Verilen alıntı:
——

Türkiye halkları bugün hukukun üstünlüğünü, demokratik katılımı, insan hak ve özgürlüklerini güvenceye alan, insan onuruna yaraşır bir yaşamın teminatı olan demokratik bir anayasa özlemi içindedir. Bildiğiniz gibi, 1921 Anayasası’nın yerel yönetimlere öncelik veren görece demokratik ruhu Cumhuriyetin ilanı sonrası adım adım ortadan kaldırıldı. Rejimin kurumsallaşmasıyla bu topraklarda yaşayan bütün halk ve inançlar Türklük sözleşmesi etrafında yok sayıldı. Dışlayıcı ve inkârcı rejim, sürekli kriz halinin olağanlaştığı bir girdap içerisindedir. Demokratik ulusun ve bu toplumsal yeniden kuruluşun içerisinde hayat bulacağı Demokratik Cumhuriyetin inşa edilmesi bir zorunluluktur. Demokratik Cumhuriyetin inşasında en önemli adımlardan biri olarak yeni bir toplumsal sözleşmeyi yani demokratik bir anayasayı görüyoruz. Herkesin kabul ettiği bir şey var: 12 Eylül darbe anayasası, bugün başta Kürt sorunu olmak üzere siyasal alandan toplumsal alana kadar bütün sorunların çözümünde ve cumhuriyetin demokratikleşmesinin önündeki en büyük engeldir. Toplumsal barışın sağlanması, köklü sorunların çözüme kavuşması için; farklılıkları zenginlik olarak gören, demokratik kazanımları geliştiren, toplumsal mutabakatı esas alan, sivil, demokratik ve özgürlükçü bir anayasa en acil ihtiyaçtır.

——

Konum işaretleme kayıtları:
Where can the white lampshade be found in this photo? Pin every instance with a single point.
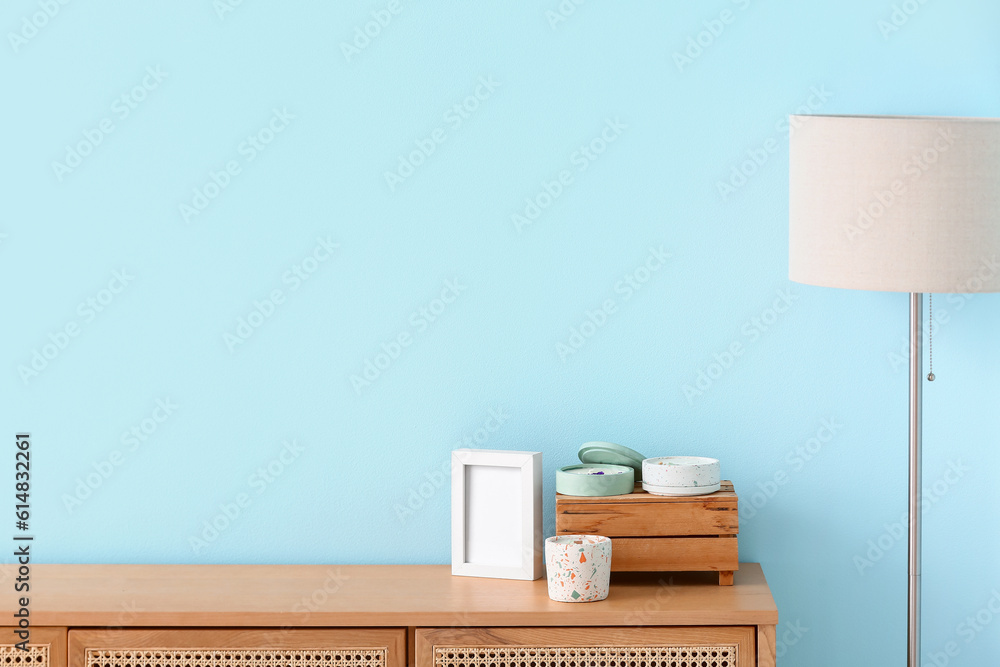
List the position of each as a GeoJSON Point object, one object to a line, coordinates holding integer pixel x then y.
{"type": "Point", "coordinates": [895, 203]}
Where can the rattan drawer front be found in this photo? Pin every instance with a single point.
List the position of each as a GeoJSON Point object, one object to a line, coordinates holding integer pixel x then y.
{"type": "Point", "coordinates": [238, 648]}
{"type": "Point", "coordinates": [586, 647]}
{"type": "Point", "coordinates": [47, 648]}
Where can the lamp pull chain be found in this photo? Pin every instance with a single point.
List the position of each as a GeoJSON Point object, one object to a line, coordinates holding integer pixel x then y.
{"type": "Point", "coordinates": [930, 336]}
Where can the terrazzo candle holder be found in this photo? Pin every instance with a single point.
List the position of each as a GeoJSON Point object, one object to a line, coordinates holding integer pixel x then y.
{"type": "Point", "coordinates": [578, 567]}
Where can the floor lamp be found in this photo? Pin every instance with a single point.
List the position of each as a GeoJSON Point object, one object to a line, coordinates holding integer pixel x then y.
{"type": "Point", "coordinates": [899, 204]}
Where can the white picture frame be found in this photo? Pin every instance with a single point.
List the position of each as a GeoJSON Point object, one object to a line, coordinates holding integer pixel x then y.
{"type": "Point", "coordinates": [496, 514]}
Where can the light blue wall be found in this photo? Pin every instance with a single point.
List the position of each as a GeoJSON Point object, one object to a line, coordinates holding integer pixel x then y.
{"type": "Point", "coordinates": [368, 454]}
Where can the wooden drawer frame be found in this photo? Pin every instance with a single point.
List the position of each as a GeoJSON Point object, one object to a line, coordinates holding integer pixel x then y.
{"type": "Point", "coordinates": [54, 637]}
{"type": "Point", "coordinates": [392, 639]}
{"type": "Point", "coordinates": [743, 637]}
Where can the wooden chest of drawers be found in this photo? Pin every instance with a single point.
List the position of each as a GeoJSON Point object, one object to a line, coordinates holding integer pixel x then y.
{"type": "Point", "coordinates": [384, 616]}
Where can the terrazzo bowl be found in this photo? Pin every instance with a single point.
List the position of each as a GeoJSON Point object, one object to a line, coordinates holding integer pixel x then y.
{"type": "Point", "coordinates": [578, 567]}
{"type": "Point", "coordinates": [674, 471]}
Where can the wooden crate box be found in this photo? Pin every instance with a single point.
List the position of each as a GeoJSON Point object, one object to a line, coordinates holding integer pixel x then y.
{"type": "Point", "coordinates": [660, 533]}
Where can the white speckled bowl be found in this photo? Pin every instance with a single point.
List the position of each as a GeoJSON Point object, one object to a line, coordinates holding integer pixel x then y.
{"type": "Point", "coordinates": [674, 471]}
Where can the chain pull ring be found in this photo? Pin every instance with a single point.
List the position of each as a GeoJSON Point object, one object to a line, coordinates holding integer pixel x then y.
{"type": "Point", "coordinates": [930, 336]}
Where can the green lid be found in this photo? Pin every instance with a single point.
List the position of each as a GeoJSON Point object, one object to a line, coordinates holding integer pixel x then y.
{"type": "Point", "coordinates": [589, 479]}
{"type": "Point", "coordinates": [609, 452]}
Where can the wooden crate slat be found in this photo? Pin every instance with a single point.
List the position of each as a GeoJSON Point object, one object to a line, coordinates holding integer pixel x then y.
{"type": "Point", "coordinates": [674, 554]}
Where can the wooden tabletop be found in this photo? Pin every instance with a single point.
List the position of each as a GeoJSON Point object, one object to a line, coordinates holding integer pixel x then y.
{"type": "Point", "coordinates": [372, 595]}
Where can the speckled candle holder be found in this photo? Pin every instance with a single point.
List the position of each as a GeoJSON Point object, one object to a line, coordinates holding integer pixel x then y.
{"type": "Point", "coordinates": [578, 567]}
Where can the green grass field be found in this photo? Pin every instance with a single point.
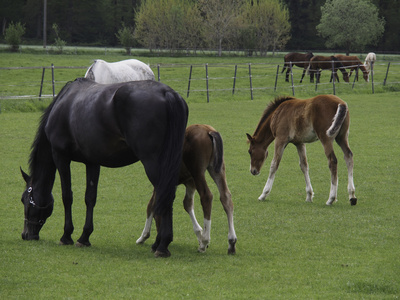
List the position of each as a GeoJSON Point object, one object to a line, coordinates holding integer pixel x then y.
{"type": "Point", "coordinates": [286, 249]}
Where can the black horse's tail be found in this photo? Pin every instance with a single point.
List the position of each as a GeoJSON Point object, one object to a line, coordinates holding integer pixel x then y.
{"type": "Point", "coordinates": [218, 150]}
{"type": "Point", "coordinates": [171, 156]}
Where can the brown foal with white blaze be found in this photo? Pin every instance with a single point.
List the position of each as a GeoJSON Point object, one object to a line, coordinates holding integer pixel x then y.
{"type": "Point", "coordinates": [290, 120]}
{"type": "Point", "coordinates": [202, 150]}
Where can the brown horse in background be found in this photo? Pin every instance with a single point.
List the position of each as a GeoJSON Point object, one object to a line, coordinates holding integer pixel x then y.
{"type": "Point", "coordinates": [319, 62]}
{"type": "Point", "coordinates": [352, 63]}
{"type": "Point", "coordinates": [297, 59]}
{"type": "Point", "coordinates": [290, 120]}
{"type": "Point", "coordinates": [202, 150]}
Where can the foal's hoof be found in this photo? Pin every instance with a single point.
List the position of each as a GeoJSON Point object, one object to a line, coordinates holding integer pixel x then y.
{"type": "Point", "coordinates": [162, 254]}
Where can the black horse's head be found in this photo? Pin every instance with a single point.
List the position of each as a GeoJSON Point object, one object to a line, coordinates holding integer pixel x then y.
{"type": "Point", "coordinates": [37, 208]}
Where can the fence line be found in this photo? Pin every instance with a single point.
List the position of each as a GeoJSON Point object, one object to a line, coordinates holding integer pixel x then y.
{"type": "Point", "coordinates": [269, 70]}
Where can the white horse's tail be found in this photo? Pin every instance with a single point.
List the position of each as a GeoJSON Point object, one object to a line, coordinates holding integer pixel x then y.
{"type": "Point", "coordinates": [338, 120]}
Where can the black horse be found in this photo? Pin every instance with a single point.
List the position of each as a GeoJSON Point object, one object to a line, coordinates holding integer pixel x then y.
{"type": "Point", "coordinates": [106, 125]}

——

Görev tanımı:
Demokratik anayasa üzerine alıntıya göre cumhuriyetin demokratikleşmesinin önündeki en büyük engel nedir?

Bu görevin sonucu:
12 Eylül darbe anayasası.